### Provided data ###
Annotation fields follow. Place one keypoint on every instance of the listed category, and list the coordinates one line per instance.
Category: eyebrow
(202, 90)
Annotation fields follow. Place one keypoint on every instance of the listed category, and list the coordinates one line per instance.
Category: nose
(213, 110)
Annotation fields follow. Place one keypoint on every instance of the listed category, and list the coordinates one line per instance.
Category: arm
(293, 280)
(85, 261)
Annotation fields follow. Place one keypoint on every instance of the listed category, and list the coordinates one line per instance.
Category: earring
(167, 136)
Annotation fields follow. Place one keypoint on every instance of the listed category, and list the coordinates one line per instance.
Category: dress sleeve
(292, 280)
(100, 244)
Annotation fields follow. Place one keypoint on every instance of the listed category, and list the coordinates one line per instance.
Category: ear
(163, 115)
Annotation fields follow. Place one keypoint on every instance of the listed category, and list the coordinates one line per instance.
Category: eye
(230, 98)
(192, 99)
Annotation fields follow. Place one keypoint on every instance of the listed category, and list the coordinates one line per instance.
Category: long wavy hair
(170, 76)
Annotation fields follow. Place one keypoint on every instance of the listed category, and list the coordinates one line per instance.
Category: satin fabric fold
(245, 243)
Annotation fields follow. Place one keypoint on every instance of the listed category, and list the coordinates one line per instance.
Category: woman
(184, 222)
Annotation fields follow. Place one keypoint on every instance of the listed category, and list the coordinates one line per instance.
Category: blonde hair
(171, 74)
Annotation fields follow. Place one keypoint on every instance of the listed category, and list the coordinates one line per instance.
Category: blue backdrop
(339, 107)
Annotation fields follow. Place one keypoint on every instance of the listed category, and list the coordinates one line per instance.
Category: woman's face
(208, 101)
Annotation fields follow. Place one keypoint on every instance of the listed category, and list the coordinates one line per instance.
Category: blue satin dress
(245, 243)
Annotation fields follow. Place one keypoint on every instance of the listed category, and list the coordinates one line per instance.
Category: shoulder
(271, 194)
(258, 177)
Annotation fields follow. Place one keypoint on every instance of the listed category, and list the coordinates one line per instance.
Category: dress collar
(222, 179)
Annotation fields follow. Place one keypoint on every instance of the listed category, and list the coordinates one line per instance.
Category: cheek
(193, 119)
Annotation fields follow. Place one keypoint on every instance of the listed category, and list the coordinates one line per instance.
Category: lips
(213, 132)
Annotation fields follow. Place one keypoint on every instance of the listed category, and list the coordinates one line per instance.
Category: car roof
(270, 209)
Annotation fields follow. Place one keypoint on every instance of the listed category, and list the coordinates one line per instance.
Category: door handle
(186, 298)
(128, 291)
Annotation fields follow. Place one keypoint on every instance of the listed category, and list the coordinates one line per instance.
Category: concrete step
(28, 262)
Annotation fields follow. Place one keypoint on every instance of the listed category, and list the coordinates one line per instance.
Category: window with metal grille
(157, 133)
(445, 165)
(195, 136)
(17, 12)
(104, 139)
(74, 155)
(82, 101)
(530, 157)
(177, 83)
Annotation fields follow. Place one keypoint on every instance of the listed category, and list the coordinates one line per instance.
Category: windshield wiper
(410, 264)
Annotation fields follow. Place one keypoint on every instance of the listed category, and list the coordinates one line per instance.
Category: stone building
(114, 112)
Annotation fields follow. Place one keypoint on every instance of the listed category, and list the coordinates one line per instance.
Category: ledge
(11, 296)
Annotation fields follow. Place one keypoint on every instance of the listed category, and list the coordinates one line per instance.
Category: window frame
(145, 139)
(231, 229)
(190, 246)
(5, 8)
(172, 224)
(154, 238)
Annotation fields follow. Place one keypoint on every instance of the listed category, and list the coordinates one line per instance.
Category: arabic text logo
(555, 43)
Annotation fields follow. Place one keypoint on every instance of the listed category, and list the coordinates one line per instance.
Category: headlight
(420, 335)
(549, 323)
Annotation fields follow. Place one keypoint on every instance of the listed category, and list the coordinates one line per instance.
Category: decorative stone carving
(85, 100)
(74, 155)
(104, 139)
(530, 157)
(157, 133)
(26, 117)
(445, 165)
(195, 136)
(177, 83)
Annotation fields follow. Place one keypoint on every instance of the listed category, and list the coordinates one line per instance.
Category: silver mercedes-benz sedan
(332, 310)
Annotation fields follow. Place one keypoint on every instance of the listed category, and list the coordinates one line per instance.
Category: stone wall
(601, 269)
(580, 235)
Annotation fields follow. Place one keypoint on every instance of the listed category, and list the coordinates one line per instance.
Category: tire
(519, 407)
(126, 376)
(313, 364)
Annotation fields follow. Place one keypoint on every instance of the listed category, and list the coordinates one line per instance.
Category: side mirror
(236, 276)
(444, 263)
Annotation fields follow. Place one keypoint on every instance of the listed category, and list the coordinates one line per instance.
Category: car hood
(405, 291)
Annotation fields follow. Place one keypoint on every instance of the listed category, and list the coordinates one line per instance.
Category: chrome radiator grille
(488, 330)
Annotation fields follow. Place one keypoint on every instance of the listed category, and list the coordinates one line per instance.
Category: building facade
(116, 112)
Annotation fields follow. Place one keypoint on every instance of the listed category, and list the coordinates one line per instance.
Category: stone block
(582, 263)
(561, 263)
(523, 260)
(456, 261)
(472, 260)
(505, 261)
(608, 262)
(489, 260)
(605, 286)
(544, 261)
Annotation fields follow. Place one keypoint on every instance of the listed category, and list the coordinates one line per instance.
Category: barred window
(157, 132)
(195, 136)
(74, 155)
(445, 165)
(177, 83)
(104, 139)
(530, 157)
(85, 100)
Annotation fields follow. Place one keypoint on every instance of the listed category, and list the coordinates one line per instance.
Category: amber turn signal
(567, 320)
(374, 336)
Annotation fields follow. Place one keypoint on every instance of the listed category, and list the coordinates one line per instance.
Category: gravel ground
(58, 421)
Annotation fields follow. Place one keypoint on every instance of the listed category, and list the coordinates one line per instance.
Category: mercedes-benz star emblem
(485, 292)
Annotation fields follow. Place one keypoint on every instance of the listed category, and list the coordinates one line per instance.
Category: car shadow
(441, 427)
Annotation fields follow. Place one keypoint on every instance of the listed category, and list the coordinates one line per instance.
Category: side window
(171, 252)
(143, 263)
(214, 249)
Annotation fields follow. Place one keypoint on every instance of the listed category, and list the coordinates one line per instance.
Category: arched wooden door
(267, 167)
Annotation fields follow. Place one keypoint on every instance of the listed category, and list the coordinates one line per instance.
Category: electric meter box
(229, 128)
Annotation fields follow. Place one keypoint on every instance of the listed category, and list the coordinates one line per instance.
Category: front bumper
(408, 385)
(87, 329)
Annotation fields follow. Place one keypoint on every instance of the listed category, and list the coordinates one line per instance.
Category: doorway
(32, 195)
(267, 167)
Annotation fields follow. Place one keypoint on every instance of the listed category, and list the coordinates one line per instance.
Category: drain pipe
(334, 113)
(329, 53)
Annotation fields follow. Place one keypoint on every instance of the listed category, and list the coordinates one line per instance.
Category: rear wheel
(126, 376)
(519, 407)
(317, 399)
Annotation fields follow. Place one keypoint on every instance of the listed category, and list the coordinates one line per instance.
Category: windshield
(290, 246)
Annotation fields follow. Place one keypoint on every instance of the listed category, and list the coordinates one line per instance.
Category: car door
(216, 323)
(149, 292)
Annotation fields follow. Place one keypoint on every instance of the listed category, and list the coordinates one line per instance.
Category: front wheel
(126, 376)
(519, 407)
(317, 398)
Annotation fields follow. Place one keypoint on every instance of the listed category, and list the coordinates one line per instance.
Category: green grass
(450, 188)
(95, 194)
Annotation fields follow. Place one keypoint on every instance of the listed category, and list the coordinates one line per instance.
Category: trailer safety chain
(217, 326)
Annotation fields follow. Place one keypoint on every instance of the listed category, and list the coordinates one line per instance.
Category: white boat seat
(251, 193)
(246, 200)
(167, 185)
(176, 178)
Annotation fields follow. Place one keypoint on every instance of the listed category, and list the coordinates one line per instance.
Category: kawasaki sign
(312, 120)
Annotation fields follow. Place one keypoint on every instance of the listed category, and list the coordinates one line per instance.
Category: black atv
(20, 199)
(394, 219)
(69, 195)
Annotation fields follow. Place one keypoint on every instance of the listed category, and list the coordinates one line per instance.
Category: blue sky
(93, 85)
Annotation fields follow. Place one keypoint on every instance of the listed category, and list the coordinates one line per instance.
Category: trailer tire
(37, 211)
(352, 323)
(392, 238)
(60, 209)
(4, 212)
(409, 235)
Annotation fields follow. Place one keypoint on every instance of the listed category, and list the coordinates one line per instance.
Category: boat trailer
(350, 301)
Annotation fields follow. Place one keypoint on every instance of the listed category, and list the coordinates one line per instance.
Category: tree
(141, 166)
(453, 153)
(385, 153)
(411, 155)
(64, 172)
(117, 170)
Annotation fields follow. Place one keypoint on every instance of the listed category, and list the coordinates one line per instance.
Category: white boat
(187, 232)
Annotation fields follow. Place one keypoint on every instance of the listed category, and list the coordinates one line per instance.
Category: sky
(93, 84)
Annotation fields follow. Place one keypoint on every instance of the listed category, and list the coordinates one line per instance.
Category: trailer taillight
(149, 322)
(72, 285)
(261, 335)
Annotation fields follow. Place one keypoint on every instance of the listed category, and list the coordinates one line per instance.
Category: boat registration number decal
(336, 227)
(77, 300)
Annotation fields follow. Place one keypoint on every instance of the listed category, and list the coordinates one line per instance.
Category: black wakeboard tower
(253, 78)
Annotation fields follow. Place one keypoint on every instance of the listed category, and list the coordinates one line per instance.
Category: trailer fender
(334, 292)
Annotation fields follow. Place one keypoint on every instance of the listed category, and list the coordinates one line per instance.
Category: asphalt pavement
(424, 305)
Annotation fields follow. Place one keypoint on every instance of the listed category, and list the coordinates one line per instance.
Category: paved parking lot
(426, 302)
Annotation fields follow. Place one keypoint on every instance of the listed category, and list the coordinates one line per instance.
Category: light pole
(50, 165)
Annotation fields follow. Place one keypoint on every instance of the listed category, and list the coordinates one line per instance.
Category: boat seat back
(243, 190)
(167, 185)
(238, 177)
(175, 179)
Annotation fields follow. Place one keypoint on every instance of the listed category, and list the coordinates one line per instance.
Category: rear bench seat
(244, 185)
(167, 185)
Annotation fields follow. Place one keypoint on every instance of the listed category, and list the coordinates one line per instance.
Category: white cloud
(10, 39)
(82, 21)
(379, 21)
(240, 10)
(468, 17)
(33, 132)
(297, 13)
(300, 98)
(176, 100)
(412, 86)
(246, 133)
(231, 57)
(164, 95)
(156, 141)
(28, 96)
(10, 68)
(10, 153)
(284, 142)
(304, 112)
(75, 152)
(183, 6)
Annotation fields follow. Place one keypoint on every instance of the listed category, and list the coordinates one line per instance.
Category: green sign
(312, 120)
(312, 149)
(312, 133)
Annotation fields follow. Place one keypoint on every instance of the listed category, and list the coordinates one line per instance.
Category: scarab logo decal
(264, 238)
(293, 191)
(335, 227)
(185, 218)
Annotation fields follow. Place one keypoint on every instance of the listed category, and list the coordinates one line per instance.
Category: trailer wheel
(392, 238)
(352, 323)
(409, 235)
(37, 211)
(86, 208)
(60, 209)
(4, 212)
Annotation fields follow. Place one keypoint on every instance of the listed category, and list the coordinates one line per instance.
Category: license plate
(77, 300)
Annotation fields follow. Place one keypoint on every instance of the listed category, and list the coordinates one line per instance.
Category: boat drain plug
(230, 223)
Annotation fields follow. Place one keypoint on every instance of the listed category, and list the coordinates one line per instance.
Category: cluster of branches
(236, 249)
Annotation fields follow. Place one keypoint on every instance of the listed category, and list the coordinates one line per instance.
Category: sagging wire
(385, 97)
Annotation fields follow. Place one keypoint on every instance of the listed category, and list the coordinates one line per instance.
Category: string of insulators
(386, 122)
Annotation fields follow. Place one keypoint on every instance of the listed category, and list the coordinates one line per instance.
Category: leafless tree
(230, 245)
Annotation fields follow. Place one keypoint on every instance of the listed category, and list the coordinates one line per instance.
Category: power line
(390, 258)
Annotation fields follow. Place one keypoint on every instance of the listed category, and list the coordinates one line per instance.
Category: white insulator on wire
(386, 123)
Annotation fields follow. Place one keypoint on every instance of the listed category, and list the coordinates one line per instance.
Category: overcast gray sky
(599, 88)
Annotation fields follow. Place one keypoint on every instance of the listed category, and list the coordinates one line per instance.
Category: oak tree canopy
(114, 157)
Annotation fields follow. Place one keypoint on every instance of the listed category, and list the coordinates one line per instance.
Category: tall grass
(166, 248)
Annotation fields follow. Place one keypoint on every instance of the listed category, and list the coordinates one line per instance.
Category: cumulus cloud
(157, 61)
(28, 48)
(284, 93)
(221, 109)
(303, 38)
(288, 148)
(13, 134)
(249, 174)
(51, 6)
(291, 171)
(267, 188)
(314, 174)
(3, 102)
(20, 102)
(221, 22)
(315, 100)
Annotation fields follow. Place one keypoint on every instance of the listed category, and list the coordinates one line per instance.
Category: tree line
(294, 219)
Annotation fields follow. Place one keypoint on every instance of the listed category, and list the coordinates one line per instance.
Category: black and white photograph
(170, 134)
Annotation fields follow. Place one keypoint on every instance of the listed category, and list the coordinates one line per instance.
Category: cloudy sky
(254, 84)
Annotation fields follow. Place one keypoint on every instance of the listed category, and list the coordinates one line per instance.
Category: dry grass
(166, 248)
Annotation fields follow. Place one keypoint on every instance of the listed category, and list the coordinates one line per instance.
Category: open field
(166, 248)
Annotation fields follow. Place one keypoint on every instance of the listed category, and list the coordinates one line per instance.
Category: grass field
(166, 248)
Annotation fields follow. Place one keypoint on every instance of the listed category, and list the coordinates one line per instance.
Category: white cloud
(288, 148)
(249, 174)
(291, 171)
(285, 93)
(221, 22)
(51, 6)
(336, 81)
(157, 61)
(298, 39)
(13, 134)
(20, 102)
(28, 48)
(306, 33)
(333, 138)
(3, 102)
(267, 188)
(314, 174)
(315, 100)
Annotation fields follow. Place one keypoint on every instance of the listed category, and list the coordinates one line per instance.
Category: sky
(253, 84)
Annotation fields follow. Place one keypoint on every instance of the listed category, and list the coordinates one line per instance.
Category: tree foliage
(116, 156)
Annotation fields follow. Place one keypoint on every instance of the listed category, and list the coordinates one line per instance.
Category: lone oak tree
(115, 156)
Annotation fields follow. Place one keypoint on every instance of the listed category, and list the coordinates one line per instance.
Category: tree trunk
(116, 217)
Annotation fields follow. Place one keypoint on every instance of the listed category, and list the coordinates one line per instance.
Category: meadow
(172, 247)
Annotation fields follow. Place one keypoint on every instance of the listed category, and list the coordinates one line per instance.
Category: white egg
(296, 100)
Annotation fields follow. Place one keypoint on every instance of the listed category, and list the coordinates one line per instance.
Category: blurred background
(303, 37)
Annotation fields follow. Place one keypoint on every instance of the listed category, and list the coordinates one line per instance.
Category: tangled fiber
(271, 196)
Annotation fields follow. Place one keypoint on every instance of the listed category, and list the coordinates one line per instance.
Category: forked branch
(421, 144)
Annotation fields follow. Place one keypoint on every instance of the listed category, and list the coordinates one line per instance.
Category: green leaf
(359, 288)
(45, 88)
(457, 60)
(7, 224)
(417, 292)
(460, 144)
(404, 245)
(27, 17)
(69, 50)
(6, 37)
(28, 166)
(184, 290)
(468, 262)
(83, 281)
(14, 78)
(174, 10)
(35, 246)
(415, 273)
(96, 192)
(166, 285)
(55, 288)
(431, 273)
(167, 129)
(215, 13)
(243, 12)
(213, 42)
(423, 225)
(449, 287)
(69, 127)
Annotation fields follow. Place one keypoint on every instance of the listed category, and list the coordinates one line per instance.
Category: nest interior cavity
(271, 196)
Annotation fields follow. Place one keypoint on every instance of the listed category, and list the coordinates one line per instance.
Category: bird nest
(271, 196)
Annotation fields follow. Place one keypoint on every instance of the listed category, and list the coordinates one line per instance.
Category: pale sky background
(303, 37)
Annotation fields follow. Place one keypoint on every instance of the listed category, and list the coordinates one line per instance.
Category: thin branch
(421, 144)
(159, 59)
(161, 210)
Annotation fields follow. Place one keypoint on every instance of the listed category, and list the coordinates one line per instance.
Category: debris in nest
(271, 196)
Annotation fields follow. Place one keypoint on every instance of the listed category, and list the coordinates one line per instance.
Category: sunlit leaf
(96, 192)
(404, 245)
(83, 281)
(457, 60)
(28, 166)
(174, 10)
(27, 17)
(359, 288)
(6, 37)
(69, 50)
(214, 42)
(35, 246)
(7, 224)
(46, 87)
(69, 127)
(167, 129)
###
# Aim of the task:
Copying should begin at the line containing "Category: debris in nest" and end at the last line of the material, with every line in between reproduced exactly.

# Response for this exercise:
Category: debris in nest
(271, 196)
Annotation fields follow. Place one keypoint on every instance of the listed category, and list the coordinates one line per instance.
Category: sunlit leaf
(96, 192)
(404, 245)
(83, 281)
(457, 60)
(28, 166)
(174, 10)
(27, 17)
(359, 288)
(6, 37)
(69, 50)
(214, 42)
(35, 246)
(7, 224)
(46, 87)
(69, 127)
(167, 129)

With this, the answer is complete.